Data extracted from a collection:
--- START ---

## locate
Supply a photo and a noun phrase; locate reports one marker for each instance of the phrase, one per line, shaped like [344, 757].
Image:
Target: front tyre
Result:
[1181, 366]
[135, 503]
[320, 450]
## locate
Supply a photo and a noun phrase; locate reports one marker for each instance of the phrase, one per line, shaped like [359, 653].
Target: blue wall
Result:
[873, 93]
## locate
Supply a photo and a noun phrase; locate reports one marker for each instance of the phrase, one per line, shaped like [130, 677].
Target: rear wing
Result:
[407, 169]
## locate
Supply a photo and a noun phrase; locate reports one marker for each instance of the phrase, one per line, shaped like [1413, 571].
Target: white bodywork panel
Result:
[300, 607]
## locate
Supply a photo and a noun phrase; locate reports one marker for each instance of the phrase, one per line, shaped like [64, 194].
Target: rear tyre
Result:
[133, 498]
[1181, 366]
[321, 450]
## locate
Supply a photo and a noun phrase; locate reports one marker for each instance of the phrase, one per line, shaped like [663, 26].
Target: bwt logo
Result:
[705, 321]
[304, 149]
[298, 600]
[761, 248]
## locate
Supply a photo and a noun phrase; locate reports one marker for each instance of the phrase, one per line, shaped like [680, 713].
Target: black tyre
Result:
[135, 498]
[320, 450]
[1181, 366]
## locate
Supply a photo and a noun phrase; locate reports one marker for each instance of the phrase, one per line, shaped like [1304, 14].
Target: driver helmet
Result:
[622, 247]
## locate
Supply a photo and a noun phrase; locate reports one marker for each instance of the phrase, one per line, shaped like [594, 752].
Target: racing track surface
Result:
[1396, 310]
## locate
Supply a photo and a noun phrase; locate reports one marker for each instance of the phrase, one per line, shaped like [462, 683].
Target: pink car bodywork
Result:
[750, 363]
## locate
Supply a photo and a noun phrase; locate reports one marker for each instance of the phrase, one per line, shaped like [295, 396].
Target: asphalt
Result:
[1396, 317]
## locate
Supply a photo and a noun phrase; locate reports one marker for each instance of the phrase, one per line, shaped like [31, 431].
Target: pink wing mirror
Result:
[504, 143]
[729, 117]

--- END ---

Exercise instructions: Copy all of the data above, character for character.

Output below:
## locate
Supply a photo and a noun phrase; locate reports one marker for each instance of the phrase, one per line, shaped like [344, 757].
Image:
Target: front tyre
Result:
[1181, 366]
[135, 503]
[320, 450]
## locate
Supply a photo and a noun phrase; locate reports one marker for each instance of the phrase, one per line, shaped like [359, 653].
Target: blue wall
Result:
[873, 93]
## locate
Supply a photo and a noun phrase; locate reports one marker for each instance of the phrase, one per line, shaped like [130, 677].
Target: rear wing
Result:
[407, 169]
## locate
Supply a photo and a noun phrase; locate reports one marker for each instance of the phrase, one per line, shaped like [1413, 571].
Target: white bodywork panel
Result:
[300, 607]
## locate
Supply a photo and a noun phrase; locate reports one marker for each instance of the phrase, one per line, shaped like [64, 194].
Target: rear tyre
Result:
[133, 498]
[1181, 366]
[321, 450]
## locate
Supply a photo and a noun phrase; locate reports one marker for each instance of the phrase, one per line, shaped like [663, 26].
Target: bwt logo
Result:
[705, 321]
[304, 149]
[298, 600]
[761, 248]
## locate
Supply a photo and a noun phrase; locate reports one marker for each instance of the phrase, one per line, shaped like [680, 713].
Target: black tyre
Result:
[135, 498]
[320, 450]
[1181, 366]
## locate
Supply a photo and a noun phrase; locate reports one marker for each instance of the phrase, one per line, shaped like [1304, 14].
Target: driver helmet
Result:
[622, 247]
## locate
Supply a photo and a noun phrase; locate reports one marker for each instance of the phrase, one per line, shaped like [594, 752].
Target: racing track surface
Result:
[1396, 310]
## locate
Supply a photo and a noun phrase; locate reports one marker for each instance of the phrase, one per line, shaped like [462, 683].
Target: pink car bodywork
Result:
[750, 363]
## locate
Supply a photo and a noun phrase; locate reports one marker for each instance of the phrase, one per line, shaped like [295, 396].
Target: asphalt
Result:
[1396, 317]
## locate
Supply a photo and a noun phrase; locate reports one marker for each instance of the phrase, one per line, shaped like [31, 431].
Target: pink wing mirror
Result:
[504, 143]
[729, 117]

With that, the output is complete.